What is the number of lines in the entries below that include the word "white"? Provide the number only.

§

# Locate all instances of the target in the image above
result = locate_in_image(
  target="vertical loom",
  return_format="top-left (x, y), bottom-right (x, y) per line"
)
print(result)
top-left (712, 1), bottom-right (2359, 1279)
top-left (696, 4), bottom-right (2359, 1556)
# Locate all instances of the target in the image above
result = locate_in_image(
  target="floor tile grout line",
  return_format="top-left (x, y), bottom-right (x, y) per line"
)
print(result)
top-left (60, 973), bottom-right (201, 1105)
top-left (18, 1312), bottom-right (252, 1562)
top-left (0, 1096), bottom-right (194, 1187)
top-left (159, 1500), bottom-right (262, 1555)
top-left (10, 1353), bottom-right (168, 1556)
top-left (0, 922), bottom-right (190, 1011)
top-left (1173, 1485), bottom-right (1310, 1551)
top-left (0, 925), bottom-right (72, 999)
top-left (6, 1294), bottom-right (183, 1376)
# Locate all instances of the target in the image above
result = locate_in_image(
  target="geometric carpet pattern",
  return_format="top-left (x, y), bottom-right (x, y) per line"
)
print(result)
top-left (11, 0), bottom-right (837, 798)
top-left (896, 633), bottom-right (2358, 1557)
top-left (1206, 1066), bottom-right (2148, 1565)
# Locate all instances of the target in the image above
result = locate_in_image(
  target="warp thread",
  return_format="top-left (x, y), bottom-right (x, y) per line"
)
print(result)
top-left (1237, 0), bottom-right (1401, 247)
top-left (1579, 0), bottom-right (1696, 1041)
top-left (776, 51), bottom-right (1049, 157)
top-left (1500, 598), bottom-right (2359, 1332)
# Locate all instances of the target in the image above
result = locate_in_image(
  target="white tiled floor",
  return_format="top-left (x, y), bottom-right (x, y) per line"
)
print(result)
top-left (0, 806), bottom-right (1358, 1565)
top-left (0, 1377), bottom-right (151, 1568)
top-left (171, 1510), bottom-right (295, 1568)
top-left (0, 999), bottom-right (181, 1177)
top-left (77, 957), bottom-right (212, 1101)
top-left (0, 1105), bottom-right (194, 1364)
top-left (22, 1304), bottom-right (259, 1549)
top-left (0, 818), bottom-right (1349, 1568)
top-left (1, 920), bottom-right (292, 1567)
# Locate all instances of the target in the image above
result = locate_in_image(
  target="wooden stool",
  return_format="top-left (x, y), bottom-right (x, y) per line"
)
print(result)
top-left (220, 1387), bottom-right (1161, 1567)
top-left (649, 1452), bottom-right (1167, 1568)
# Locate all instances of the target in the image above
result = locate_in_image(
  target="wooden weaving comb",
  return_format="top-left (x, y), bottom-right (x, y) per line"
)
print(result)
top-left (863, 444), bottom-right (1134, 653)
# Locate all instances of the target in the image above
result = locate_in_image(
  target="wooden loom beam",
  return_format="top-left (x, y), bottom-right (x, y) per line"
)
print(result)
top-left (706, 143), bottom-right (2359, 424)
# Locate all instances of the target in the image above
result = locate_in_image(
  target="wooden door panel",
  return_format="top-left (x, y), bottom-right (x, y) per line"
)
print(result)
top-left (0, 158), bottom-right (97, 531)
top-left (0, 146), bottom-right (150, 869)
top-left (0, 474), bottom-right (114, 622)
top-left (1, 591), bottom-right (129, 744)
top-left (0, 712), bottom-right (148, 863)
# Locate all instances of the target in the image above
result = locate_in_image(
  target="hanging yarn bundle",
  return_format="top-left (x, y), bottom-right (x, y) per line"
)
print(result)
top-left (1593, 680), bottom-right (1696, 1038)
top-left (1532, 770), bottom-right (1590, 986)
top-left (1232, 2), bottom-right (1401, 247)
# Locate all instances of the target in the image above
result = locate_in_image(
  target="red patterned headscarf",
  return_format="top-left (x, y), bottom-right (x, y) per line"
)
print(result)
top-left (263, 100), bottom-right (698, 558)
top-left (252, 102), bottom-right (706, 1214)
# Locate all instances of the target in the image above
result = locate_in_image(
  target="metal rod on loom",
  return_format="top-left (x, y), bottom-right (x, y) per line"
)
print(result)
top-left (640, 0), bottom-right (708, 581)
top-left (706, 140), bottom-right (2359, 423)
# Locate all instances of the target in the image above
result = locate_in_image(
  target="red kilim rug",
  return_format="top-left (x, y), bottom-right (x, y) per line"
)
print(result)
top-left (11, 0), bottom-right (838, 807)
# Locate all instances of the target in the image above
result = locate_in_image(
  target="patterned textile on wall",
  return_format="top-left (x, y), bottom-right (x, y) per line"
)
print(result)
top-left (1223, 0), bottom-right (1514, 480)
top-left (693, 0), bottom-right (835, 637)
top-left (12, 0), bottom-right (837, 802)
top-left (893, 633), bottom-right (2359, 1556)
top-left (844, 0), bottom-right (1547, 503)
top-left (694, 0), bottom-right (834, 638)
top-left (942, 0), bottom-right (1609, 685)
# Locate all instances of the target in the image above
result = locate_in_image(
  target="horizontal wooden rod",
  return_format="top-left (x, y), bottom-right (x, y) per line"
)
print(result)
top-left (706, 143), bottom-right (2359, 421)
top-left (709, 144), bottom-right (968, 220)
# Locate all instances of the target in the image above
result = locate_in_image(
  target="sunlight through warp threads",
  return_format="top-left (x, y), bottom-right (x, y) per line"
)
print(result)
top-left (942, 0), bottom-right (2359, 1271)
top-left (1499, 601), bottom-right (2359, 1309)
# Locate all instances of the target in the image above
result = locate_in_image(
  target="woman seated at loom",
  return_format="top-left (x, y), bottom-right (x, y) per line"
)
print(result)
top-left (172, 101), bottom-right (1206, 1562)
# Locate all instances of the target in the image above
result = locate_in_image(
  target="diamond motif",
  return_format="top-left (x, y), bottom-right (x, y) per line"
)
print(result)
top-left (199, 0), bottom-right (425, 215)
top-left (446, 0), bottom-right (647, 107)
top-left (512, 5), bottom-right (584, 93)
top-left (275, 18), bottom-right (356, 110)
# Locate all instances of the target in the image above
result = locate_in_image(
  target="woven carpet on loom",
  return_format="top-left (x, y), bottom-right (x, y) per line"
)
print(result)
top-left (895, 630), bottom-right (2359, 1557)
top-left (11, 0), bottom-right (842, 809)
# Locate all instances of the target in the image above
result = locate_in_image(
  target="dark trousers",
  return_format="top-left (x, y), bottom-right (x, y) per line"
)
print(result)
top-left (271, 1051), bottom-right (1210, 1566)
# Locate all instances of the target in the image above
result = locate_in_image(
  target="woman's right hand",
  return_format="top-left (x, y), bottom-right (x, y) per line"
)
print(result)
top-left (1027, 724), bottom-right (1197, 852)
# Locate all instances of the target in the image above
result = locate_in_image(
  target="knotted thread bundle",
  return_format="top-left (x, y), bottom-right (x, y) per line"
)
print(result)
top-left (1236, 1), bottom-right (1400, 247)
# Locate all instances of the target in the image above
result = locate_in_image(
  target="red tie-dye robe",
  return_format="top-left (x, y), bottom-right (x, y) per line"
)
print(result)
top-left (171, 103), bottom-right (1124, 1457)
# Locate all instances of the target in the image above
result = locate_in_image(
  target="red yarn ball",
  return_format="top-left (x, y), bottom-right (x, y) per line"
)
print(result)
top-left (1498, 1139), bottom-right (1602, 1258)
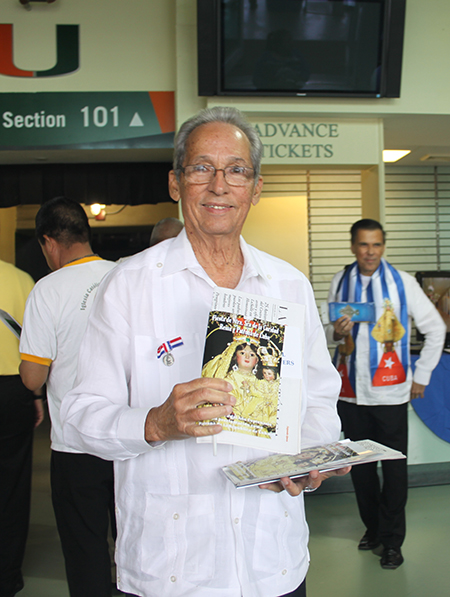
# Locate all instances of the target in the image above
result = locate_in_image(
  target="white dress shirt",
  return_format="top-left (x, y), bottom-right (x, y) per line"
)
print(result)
top-left (62, 230), bottom-right (341, 597)
top-left (326, 266), bottom-right (446, 406)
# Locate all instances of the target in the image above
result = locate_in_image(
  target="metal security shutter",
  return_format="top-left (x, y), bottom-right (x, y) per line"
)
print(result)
top-left (385, 166), bottom-right (438, 274)
top-left (308, 170), bottom-right (362, 303)
top-left (260, 167), bottom-right (308, 198)
top-left (437, 166), bottom-right (450, 271)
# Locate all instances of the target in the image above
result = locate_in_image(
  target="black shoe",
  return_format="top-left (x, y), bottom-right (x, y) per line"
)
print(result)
top-left (358, 532), bottom-right (380, 550)
top-left (380, 547), bottom-right (404, 569)
top-left (2, 577), bottom-right (24, 597)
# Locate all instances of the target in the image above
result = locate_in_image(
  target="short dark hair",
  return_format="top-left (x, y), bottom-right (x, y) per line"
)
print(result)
top-left (350, 219), bottom-right (386, 244)
top-left (35, 196), bottom-right (91, 246)
top-left (173, 106), bottom-right (263, 180)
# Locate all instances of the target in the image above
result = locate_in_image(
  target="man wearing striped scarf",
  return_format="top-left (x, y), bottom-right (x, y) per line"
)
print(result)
top-left (327, 219), bottom-right (445, 570)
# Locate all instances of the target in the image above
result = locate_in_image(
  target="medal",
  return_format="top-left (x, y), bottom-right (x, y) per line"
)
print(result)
top-left (163, 352), bottom-right (175, 366)
top-left (157, 336), bottom-right (183, 364)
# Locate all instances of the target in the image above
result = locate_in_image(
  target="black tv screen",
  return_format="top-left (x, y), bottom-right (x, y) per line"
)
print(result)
top-left (198, 0), bottom-right (406, 98)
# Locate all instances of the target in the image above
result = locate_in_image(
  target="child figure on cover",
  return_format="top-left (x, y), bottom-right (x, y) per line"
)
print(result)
top-left (250, 342), bottom-right (282, 431)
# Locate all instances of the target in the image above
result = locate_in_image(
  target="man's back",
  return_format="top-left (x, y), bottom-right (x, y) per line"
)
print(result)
top-left (20, 256), bottom-right (115, 452)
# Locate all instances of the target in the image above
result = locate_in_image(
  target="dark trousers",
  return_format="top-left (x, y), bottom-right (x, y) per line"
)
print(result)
top-left (338, 400), bottom-right (408, 549)
top-left (281, 579), bottom-right (306, 596)
top-left (51, 450), bottom-right (116, 597)
top-left (0, 375), bottom-right (35, 597)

§

Your solution: 2